▶ **WHAT IS NEEDED**
In the article on the Battle of Kopidnadon, what annual payment did Byzantium agree to make in exchange for a truce in 782?

- Battle of Kopidnadon: Part of the Arab–Byzantine wars
| Date | September 788 AD |
| Location | Podandos, Asia Minor |
| Result | Abbasid victory |

Belligerents
- Abbasid Caliphate: Byzantine Empire

= Battle of Kopidnadon =

Battle between the armies of the Abbasid Caliphate and the Byzantine Empire

The Battle of Kopidnadon or Kopidnados took place in September 788 between the armies of the Abbasid Caliphate and the Byzantine Empire. The Abbasid army launched an invasion of Byzantine Asia Minor, and was confronted by a Byzantine force at Kopidnadon. The resulting battle was an Abbasid victory. Among the Byzantine losses was a certain Diogenes, who is identified by some scholars with the probable original source for the literary hero Digenes Akritas.

==Background==
Ever since the failure of the last Arab attempt to conquer the Byzantine capital Constantinople, regular, almost annual raids were undertaken by the Caliphate's forces into Byzantine Asia Minor. In 782, a major invasion led by the Abbasid heir apparent, the future Harun al-Rashid, resulted in a humiliating settlement for Byzantium, which was forced to sue for a truce in exchange for an annual payment of 160,000 gold nomismata. In 785, Empress-regent Irene of Athens resolved to cease the payment of the tribute, and warfare recommenced. The Arabs raided the Armeniac Theme, but in early 786 the Byzantines retaliated by sacking and razing to the ground the fortress town of Hadath in Cilicia, which the Abbasids had spent the last five years turning into a major stronghold and military base for their cross-border expeditions against Byzantium.

(Point localization data)

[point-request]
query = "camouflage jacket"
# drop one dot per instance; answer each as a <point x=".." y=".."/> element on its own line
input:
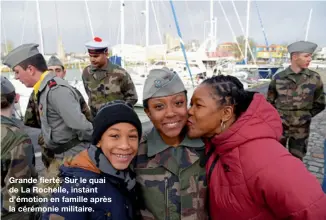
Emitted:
<point x="297" y="96"/>
<point x="17" y="160"/>
<point x="170" y="187"/>
<point x="32" y="116"/>
<point x="107" y="84"/>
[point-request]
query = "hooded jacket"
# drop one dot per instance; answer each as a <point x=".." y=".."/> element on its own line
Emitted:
<point x="255" y="177"/>
<point x="96" y="185"/>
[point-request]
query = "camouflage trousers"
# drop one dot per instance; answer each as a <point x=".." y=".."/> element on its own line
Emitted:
<point x="49" y="157"/>
<point x="296" y="139"/>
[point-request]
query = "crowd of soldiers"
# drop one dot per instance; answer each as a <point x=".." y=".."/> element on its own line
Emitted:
<point x="66" y="120"/>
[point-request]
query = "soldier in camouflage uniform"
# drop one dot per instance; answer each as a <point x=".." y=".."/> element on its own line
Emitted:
<point x="105" y="81"/>
<point x="32" y="118"/>
<point x="17" y="156"/>
<point x="297" y="94"/>
<point x="171" y="179"/>
<point x="65" y="129"/>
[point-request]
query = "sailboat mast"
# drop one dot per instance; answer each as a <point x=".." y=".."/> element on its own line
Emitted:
<point x="122" y="29"/>
<point x="146" y="29"/>
<point x="211" y="19"/>
<point x="39" y="26"/>
<point x="247" y="31"/>
<point x="308" y="25"/>
<point x="89" y="19"/>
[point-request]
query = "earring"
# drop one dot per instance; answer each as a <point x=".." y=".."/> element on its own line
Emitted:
<point x="222" y="126"/>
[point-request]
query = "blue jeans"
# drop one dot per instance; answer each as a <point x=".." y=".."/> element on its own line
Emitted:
<point x="324" y="182"/>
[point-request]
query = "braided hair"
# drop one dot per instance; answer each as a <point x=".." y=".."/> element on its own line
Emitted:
<point x="231" y="92"/>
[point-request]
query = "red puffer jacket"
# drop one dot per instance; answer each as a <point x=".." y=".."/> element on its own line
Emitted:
<point x="255" y="177"/>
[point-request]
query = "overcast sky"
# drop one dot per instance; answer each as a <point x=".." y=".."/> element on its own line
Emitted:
<point x="283" y="22"/>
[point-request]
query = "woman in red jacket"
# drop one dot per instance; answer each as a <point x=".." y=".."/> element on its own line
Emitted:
<point x="250" y="175"/>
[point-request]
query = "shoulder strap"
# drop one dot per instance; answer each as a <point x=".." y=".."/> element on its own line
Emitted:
<point x="51" y="83"/>
<point x="11" y="140"/>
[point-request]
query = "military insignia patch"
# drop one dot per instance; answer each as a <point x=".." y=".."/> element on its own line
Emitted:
<point x="158" y="83"/>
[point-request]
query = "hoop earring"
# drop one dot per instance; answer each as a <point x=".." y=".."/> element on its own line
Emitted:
<point x="222" y="126"/>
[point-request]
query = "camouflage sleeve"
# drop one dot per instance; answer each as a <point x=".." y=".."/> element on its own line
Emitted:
<point x="30" y="118"/>
<point x="272" y="93"/>
<point x="17" y="167"/>
<point x="319" y="99"/>
<point x="84" y="107"/>
<point x="129" y="90"/>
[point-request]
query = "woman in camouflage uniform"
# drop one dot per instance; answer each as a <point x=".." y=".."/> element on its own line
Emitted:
<point x="168" y="170"/>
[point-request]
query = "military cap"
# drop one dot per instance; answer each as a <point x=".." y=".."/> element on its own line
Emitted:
<point x="97" y="46"/>
<point x="54" y="61"/>
<point x="162" y="82"/>
<point x="19" y="54"/>
<point x="302" y="47"/>
<point x="6" y="86"/>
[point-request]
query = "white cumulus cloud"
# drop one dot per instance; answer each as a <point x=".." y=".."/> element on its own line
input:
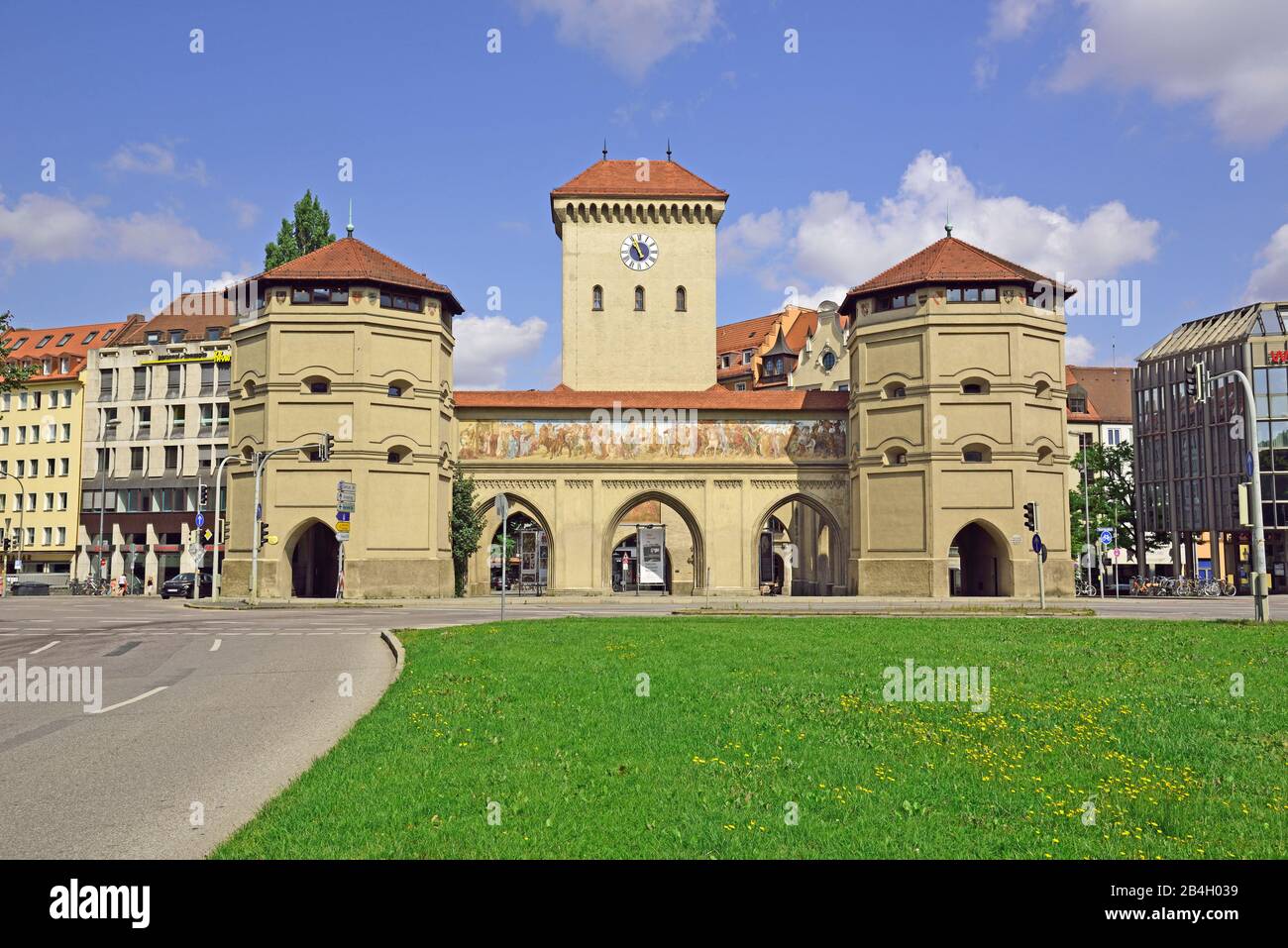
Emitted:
<point x="631" y="35"/>
<point x="1269" y="282"/>
<point x="485" y="346"/>
<point x="52" y="228"/>
<point x="1231" y="55"/>
<point x="836" y="240"/>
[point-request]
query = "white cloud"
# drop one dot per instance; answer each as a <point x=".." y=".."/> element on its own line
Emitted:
<point x="631" y="35"/>
<point x="1009" y="20"/>
<point x="40" y="227"/>
<point x="835" y="240"/>
<point x="1080" y="351"/>
<point x="244" y="213"/>
<point x="487" y="344"/>
<point x="1270" y="279"/>
<point x="1228" y="54"/>
<point x="149" y="158"/>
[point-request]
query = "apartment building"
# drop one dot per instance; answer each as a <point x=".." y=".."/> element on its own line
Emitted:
<point x="40" y="438"/>
<point x="156" y="424"/>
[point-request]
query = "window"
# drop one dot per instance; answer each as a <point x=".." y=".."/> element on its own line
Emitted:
<point x="390" y="300"/>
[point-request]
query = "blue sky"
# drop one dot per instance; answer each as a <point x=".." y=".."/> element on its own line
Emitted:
<point x="840" y="158"/>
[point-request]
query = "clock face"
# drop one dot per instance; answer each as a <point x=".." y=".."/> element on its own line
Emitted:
<point x="639" y="252"/>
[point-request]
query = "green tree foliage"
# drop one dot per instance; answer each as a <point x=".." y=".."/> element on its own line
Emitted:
<point x="13" y="373"/>
<point x="1112" y="492"/>
<point x="309" y="231"/>
<point x="465" y="528"/>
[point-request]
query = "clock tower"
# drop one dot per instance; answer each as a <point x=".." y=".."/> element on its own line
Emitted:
<point x="639" y="275"/>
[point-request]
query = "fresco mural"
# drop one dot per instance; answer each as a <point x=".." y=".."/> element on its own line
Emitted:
<point x="648" y="440"/>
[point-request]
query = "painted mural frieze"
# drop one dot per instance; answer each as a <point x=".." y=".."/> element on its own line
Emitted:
<point x="652" y="440"/>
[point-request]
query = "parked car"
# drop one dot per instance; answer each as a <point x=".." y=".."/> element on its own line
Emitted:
<point x="180" y="584"/>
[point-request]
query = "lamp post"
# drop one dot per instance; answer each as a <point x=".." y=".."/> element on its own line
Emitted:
<point x="22" y="520"/>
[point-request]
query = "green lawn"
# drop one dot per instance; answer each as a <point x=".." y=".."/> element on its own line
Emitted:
<point x="748" y="714"/>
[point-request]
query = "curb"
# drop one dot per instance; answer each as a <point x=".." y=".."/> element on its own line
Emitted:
<point x="399" y="653"/>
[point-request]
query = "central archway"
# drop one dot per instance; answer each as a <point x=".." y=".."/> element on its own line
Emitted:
<point x="984" y="562"/>
<point x="609" y="541"/>
<point x="314" y="562"/>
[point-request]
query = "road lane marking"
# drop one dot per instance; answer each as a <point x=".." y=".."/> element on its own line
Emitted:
<point x="129" y="700"/>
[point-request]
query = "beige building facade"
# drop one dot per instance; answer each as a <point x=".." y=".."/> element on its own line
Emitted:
<point x="343" y="342"/>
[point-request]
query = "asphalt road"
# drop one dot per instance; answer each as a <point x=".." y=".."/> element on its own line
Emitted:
<point x="215" y="711"/>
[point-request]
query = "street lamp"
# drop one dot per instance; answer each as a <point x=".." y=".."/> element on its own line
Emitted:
<point x="22" y="520"/>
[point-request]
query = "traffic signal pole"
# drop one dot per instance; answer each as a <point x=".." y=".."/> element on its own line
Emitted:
<point x="1260" y="581"/>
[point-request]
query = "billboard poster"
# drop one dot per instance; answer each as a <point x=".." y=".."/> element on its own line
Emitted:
<point x="652" y="546"/>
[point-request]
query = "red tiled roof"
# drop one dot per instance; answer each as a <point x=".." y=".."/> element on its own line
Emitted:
<point x="1108" y="394"/>
<point x="349" y="258"/>
<point x="617" y="178"/>
<point x="947" y="261"/>
<point x="713" y="398"/>
<point x="75" y="350"/>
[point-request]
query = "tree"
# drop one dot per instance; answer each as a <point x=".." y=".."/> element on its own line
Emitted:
<point x="13" y="373"/>
<point x="310" y="230"/>
<point x="1111" y="497"/>
<point x="465" y="528"/>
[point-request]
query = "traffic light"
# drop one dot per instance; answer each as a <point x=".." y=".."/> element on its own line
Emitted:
<point x="1196" y="381"/>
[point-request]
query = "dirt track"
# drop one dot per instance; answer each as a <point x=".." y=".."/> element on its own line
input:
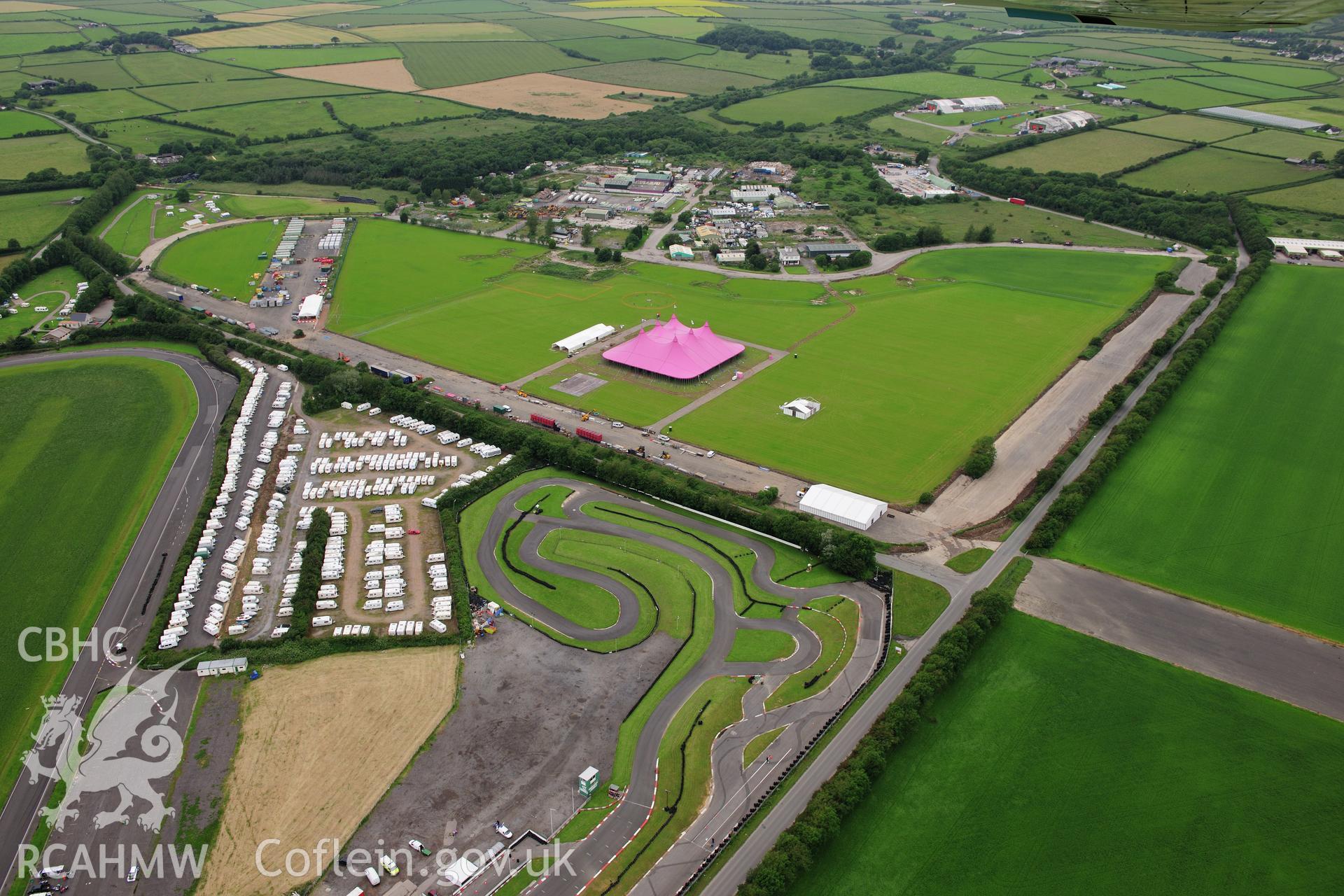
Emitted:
<point x="321" y="742"/>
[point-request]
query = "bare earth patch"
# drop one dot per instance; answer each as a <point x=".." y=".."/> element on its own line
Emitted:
<point x="295" y="778"/>
<point x="379" y="74"/>
<point x="546" y="94"/>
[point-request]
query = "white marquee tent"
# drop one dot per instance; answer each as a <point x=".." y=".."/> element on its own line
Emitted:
<point x="584" y="337"/>
<point x="843" y="507"/>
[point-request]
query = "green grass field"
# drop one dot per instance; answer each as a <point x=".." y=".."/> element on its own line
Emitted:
<point x="760" y="645"/>
<point x="1323" y="197"/>
<point x="1063" y="764"/>
<point x="23" y="155"/>
<point x="1246" y="450"/>
<point x="223" y="260"/>
<point x="1186" y="128"/>
<point x="812" y="105"/>
<point x="31" y="216"/>
<point x="118" y="424"/>
<point x="1217" y="169"/>
<point x="1098" y="150"/>
<point x="918" y="372"/>
<point x="666" y="76"/>
<point x="456" y="320"/>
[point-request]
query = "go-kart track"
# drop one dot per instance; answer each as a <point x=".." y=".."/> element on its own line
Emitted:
<point x="734" y="788"/>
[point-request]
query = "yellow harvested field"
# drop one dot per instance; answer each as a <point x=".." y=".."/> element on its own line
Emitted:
<point x="26" y="6"/>
<point x="277" y="34"/>
<point x="382" y="74"/>
<point x="546" y="94"/>
<point x="444" y="31"/>
<point x="304" y="729"/>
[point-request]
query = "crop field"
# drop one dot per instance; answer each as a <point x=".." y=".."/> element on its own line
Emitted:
<point x="223" y="260"/>
<point x="812" y="105"/>
<point x="276" y="34"/>
<point x="1066" y="729"/>
<point x="293" y="713"/>
<point x="1217" y="169"/>
<point x="30" y="216"/>
<point x="174" y="67"/>
<point x="1186" y="128"/>
<point x="1247" y="456"/>
<point x="296" y="57"/>
<point x="456" y="321"/>
<point x="1030" y="311"/>
<point x="1097" y="150"/>
<point x="118" y="421"/>
<point x="1323" y="197"/>
<point x="22" y="155"/>
<point x="233" y="93"/>
<point x="666" y="76"/>
<point x="445" y="65"/>
<point x="260" y="120"/>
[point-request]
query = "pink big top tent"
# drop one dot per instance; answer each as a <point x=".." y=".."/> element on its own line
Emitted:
<point x="675" y="349"/>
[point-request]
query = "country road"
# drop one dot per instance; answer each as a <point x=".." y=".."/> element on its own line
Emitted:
<point x="137" y="590"/>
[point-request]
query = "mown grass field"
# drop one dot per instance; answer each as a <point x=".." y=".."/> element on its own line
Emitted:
<point x="223" y="260"/>
<point x="1098" y="150"/>
<point x="23" y="155"/>
<point x="1085" y="767"/>
<point x="1217" y="169"/>
<point x="918" y="372"/>
<point x="30" y="216"/>
<point x="1246" y="450"/>
<point x="88" y="445"/>
<point x="812" y="105"/>
<point x="500" y="324"/>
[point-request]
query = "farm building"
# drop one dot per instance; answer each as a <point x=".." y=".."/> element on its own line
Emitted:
<point x="965" y="104"/>
<point x="652" y="182"/>
<point x="311" y="307"/>
<point x="843" y="507"/>
<point x="802" y="407"/>
<point x="584" y="337"/>
<point x="1070" y="120"/>
<point x="835" y="250"/>
<point x="675" y="349"/>
<point x="1265" y="118"/>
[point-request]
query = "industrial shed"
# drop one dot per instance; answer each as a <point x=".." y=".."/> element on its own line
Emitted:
<point x="841" y="507"/>
<point x="584" y="337"/>
<point x="311" y="307"/>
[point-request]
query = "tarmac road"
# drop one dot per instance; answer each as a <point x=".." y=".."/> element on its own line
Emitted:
<point x="593" y="853"/>
<point x="139" y="587"/>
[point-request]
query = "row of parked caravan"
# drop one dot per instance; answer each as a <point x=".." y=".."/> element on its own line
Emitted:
<point x="195" y="574"/>
<point x="382" y="486"/>
<point x="381" y="463"/>
<point x="409" y="422"/>
<point x="369" y="438"/>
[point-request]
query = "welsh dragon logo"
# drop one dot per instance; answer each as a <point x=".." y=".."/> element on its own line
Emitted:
<point x="130" y="743"/>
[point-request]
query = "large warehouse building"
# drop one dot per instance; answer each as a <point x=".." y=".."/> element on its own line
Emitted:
<point x="675" y="349"/>
<point x="964" y="104"/>
<point x="841" y="507"/>
<point x="1070" y="120"/>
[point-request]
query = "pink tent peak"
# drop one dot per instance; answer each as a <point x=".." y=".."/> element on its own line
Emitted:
<point x="675" y="349"/>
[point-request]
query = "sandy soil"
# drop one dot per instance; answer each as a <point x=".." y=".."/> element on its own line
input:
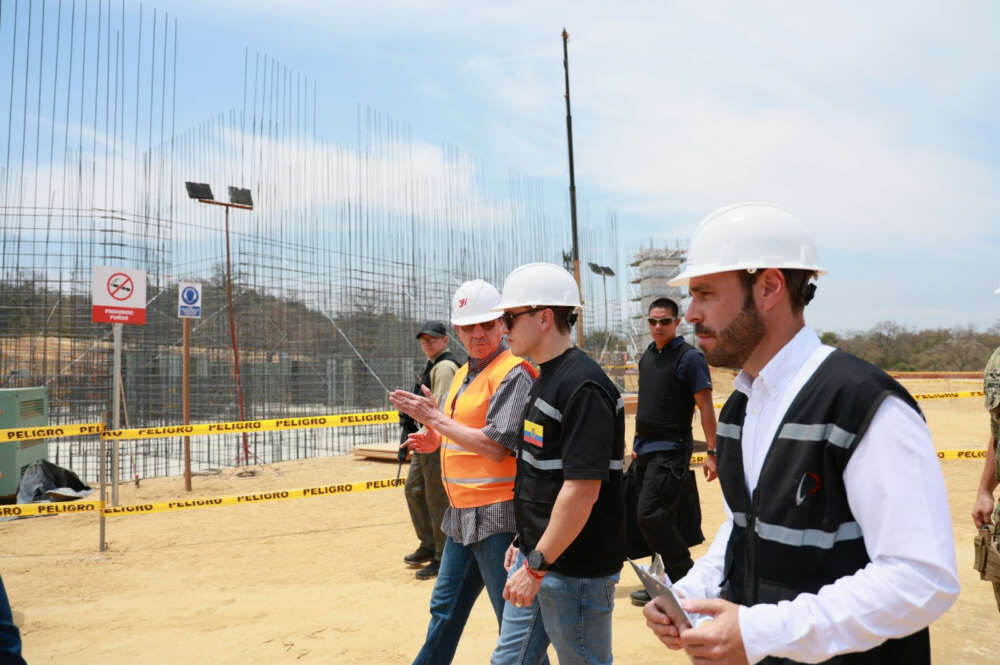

▶ **THE COMPLETED TASK**
160,000 gold nomismata